**提供された抜粋**
^^^^^^^^

3月号
兵庫県医師会の「みんなの医療社会学」 第七十回
粗食は老化を早める ~食事はバランス良くしっかりと〜
─年を取ると粗食になりがちですが、粗食が老化を早めるというのは本当ですか。
橋本 今回は、昨年9月に神戸で開催されたG7保健担当大臣会合に合わせて開催された兵庫県医師会主催のフォーラム講演での、東京都健康長寿センター研究所副所長の新開省二先生のお話を簡単にご紹介します。さて、年齢を重ねるとだんだん食が細くなって、粗食で良いと思っている方が多いようですが、新開先生の研究ではこれは間違いで、高齢でもしっかり食べないとかえって老化は進み、介護保険のお世話になる率が高くなるそうです。
─どのような調査でそれがわかったのですか。
橋本 全国各地の65歳以上の高齢者を対象に、実際に食べ物の指標となる血液中のたんぱく質や脂肪、貧血の値を調べて、その人たちが10年後にどうなっていったかを調べました。
─具体的な食事の内容での調査ではないのですね。

^^^^^^^^

**収集データ**
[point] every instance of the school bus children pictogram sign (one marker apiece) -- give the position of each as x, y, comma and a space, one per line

^^^^^^^^

粗食と老化についての抜粋のうち、「橋本 今回は、昨年9月に神戸」から「になる率が高くなるそうです。」までを、その両端の語句も含めて一字一句そのまま打ち直してください。

**作業への回答**
橋本 今回は、昨年9月に神戸で開催されたG7保健担当大臣会合に合わせて開催された兵庫県医師会主催のフォーラム講演での、東京都健康長寿センター研究所副所長の新開省二先生のお話を簡単にご紹介します。さて、年齢を重ねるとだんだん食が細くなって、粗食で良いと思っている方が多いようですが、新開先生の研究ではこれは間違いで、高齢でもしっかり食べないとかえって老化は進み、介護保険のお世話になる率が高くなるそうです。